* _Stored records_

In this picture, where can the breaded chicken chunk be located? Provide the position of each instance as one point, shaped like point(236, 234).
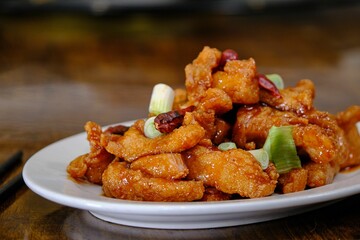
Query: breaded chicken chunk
point(238, 81)
point(121, 182)
point(163, 165)
point(234, 171)
point(91, 165)
point(199, 73)
point(298, 99)
point(135, 144)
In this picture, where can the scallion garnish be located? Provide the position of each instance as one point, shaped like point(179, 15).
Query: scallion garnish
point(150, 130)
point(276, 79)
point(226, 146)
point(162, 99)
point(281, 148)
point(262, 156)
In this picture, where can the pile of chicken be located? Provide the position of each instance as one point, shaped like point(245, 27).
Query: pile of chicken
point(225, 100)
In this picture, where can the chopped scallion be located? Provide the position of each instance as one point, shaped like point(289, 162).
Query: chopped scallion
point(262, 156)
point(281, 148)
point(150, 130)
point(227, 146)
point(276, 79)
point(162, 99)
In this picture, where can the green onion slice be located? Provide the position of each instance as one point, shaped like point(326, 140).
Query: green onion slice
point(262, 156)
point(276, 79)
point(150, 130)
point(162, 99)
point(281, 149)
point(227, 146)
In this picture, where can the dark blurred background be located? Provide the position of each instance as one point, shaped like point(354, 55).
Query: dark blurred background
point(81, 49)
point(107, 7)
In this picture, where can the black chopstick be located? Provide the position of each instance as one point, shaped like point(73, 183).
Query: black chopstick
point(17, 181)
point(9, 187)
point(10, 163)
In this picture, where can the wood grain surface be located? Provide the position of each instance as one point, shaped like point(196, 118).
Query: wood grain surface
point(59, 70)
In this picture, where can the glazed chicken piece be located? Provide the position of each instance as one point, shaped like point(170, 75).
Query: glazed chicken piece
point(215, 99)
point(320, 174)
point(121, 182)
point(321, 144)
point(238, 81)
point(347, 120)
point(163, 165)
point(293, 181)
point(212, 194)
point(135, 144)
point(214, 103)
point(234, 171)
point(297, 99)
point(91, 165)
point(199, 73)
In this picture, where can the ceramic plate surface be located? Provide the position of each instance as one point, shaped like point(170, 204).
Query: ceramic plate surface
point(45, 174)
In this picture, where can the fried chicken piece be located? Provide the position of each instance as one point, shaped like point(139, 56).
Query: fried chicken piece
point(199, 73)
point(121, 182)
point(91, 165)
point(164, 165)
point(320, 174)
point(238, 81)
point(215, 99)
point(293, 181)
point(215, 102)
point(180, 98)
point(134, 144)
point(347, 120)
point(234, 171)
point(298, 99)
point(320, 143)
point(253, 124)
point(211, 194)
point(222, 131)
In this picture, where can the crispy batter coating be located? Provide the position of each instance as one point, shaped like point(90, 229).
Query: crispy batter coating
point(297, 99)
point(293, 181)
point(91, 165)
point(164, 165)
point(124, 183)
point(134, 144)
point(320, 143)
point(217, 100)
point(320, 174)
point(199, 73)
point(238, 81)
point(347, 121)
point(224, 99)
point(212, 194)
point(234, 171)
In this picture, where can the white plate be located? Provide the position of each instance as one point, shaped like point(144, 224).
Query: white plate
point(45, 174)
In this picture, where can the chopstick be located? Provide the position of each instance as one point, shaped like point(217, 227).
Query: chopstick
point(16, 181)
point(10, 186)
point(10, 163)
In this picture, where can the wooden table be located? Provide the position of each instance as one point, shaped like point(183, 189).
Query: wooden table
point(58, 71)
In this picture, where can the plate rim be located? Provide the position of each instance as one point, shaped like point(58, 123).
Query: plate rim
point(336, 190)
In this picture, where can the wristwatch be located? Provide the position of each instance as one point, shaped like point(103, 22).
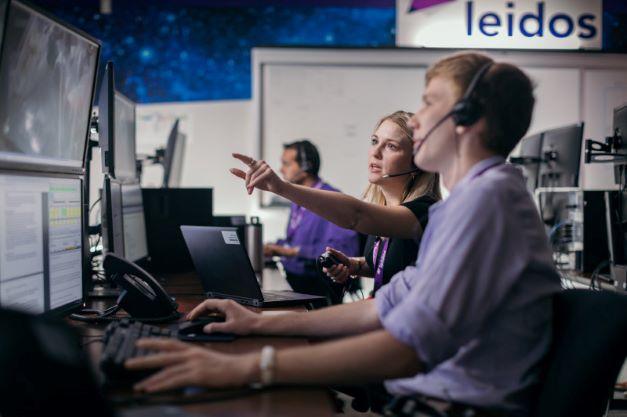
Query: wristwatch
point(267, 364)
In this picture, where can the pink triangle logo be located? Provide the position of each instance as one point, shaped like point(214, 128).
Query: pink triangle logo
point(423, 4)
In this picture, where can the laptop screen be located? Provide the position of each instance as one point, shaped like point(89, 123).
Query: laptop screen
point(221, 261)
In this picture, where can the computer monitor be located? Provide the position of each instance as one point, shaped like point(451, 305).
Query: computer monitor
point(3, 14)
point(123, 221)
point(41, 242)
point(134, 223)
point(530, 148)
point(112, 221)
point(116, 130)
point(561, 153)
point(173, 158)
point(619, 128)
point(47, 76)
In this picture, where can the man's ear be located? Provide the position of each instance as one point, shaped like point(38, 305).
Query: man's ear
point(477, 127)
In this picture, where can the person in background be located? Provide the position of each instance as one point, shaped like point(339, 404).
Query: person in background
point(467, 328)
point(307, 233)
point(409, 187)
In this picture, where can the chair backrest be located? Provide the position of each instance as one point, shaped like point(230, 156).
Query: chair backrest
point(588, 350)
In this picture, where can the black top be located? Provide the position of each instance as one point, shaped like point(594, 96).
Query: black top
point(401, 252)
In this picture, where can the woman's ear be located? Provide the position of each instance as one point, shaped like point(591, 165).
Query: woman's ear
point(460, 130)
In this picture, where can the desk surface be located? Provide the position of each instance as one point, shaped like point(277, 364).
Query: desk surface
point(275, 402)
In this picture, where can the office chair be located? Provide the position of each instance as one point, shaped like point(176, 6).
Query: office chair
point(588, 351)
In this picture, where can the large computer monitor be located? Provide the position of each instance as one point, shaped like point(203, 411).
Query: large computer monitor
point(47, 77)
point(116, 129)
point(173, 158)
point(134, 223)
point(561, 152)
point(530, 148)
point(41, 242)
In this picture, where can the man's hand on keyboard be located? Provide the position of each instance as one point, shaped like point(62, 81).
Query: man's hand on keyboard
point(237, 319)
point(183, 365)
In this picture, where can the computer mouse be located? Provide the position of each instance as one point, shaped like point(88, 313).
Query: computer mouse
point(197, 326)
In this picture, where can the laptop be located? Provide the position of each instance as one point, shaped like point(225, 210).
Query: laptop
point(226, 272)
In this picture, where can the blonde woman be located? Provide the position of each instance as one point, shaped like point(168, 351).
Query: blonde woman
point(390, 153)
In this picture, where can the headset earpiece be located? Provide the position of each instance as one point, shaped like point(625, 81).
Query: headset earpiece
point(469, 109)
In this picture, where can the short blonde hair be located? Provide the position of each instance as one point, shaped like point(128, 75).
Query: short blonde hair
point(505, 93)
point(419, 184)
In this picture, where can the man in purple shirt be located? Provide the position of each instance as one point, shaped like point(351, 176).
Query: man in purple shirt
point(471, 322)
point(307, 233)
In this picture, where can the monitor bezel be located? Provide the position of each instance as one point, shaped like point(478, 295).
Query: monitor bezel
point(85, 264)
point(46, 165)
point(124, 179)
point(144, 259)
point(580, 126)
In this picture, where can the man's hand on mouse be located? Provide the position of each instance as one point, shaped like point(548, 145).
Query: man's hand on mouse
point(237, 319)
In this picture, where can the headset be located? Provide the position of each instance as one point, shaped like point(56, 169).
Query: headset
point(307, 157)
point(465, 112)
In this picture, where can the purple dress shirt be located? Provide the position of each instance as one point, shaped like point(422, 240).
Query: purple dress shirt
point(311, 233)
point(477, 306)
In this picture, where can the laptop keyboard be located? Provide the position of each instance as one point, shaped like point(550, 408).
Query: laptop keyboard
point(273, 296)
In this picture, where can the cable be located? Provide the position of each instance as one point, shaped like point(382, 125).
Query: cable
point(594, 285)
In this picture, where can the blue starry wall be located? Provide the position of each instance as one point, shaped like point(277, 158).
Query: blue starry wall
point(192, 50)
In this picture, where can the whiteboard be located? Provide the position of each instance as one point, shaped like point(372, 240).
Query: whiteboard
point(335, 97)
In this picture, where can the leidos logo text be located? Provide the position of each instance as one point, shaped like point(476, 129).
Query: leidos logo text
point(530, 24)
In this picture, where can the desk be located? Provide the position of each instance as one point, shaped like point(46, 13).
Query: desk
point(275, 402)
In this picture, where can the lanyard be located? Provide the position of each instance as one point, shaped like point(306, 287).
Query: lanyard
point(296, 217)
point(380, 256)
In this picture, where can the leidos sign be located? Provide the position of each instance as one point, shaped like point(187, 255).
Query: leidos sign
point(522, 24)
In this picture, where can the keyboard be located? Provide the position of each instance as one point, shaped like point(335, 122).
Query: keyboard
point(273, 296)
point(119, 345)
point(120, 338)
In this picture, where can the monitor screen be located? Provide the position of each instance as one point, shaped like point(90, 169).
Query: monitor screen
point(530, 148)
point(3, 10)
point(620, 126)
point(561, 150)
point(134, 223)
point(41, 252)
point(170, 151)
point(176, 167)
point(124, 147)
point(47, 74)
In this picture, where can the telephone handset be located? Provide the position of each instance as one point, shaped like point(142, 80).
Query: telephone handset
point(142, 296)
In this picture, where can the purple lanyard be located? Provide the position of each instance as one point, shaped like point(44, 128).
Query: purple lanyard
point(378, 275)
point(296, 217)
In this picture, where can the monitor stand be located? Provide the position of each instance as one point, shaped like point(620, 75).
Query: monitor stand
point(105, 290)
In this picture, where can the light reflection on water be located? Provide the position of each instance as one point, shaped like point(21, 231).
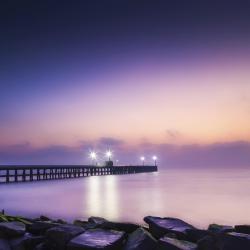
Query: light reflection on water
point(198, 196)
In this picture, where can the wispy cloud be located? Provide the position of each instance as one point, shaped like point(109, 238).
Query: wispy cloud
point(231, 154)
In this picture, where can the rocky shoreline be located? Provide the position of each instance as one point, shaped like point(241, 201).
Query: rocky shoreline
point(17, 233)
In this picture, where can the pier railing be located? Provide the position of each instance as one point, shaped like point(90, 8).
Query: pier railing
point(44, 172)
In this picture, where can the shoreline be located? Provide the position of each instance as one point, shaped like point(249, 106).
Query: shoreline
point(43, 233)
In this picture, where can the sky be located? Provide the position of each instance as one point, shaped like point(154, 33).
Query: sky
point(163, 77)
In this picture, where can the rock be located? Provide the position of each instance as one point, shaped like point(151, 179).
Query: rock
point(4, 244)
point(140, 240)
point(245, 229)
point(166, 243)
point(208, 243)
point(195, 235)
point(61, 221)
point(118, 226)
point(215, 228)
point(85, 224)
point(97, 239)
point(44, 218)
point(234, 241)
point(161, 226)
point(40, 227)
point(59, 236)
point(42, 246)
point(96, 220)
point(27, 241)
point(12, 229)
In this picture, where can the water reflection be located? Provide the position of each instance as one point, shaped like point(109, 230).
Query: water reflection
point(198, 196)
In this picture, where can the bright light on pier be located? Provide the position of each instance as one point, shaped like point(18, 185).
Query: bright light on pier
point(93, 155)
point(154, 158)
point(142, 159)
point(109, 154)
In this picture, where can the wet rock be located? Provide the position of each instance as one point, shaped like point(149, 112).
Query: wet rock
point(208, 243)
point(44, 218)
point(59, 236)
point(234, 241)
point(140, 240)
point(97, 220)
point(40, 227)
point(195, 235)
point(42, 246)
point(60, 221)
point(161, 226)
point(119, 226)
point(245, 229)
point(166, 243)
point(12, 229)
point(25, 242)
point(97, 239)
point(215, 228)
point(4, 244)
point(85, 224)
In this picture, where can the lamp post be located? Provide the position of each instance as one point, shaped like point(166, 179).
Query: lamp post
point(154, 158)
point(109, 154)
point(93, 157)
point(142, 160)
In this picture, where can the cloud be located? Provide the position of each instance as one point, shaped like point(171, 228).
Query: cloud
point(172, 133)
point(110, 142)
point(216, 155)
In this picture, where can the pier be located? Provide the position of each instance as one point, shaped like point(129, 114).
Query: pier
point(10, 174)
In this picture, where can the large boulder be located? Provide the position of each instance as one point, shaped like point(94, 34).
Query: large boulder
point(208, 243)
point(40, 227)
point(97, 239)
point(161, 226)
point(215, 228)
point(59, 236)
point(234, 241)
point(119, 226)
point(140, 240)
point(245, 229)
point(26, 242)
point(166, 243)
point(4, 244)
point(12, 229)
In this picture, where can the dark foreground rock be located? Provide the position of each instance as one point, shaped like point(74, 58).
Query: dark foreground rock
point(4, 244)
point(166, 243)
point(234, 241)
point(161, 226)
point(140, 240)
point(119, 226)
point(12, 229)
point(215, 228)
point(58, 237)
point(27, 241)
point(245, 229)
point(40, 227)
point(97, 239)
point(17, 233)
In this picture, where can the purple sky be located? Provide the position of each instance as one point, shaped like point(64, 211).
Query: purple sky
point(161, 78)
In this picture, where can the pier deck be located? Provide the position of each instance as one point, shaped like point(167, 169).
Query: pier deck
point(10, 174)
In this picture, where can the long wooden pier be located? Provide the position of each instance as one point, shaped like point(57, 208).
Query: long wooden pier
point(9, 174)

* _The exercise_
Copy out the lines from the one containing "In this picture, where can the man's hand on mouse" through the one containing "point(335, 97)", including both of those lines.

* _Answer to this problem_
In this picture, where can the man's hand on mouse be located? Provide the position of each instance as one point, shaped like point(548, 145).
Query: man's hand on mouse
point(237, 319)
In this picture, where can the headset be located? Provide the position of each instance as one point, shaped like point(56, 169).
Query: headset
point(307, 157)
point(465, 112)
In this picture, where can the purple dress shirt be located? Provide the position of each instance as one point, shaped like point(422, 240).
Query: purple dress shirt
point(311, 233)
point(477, 306)
In this picture, where can the laptop keyboard be located? Provide the position of each instance as one point, shaped like point(550, 408).
Query: laptop keyboard
point(273, 296)
In this picture, where can the cable be located? Provide the position of each instance as one point, shaped like point(382, 125).
Query: cable
point(594, 285)
In this picture, where can the blue starry wall be located? Provide the position of each instance as one point, shaped like point(277, 158).
Query: blue starry wall
point(192, 50)
In this picture, where can the whiteboard be located? Provide the position of each instance as one point, shaped like point(372, 240).
Query: whiteboard
point(335, 97)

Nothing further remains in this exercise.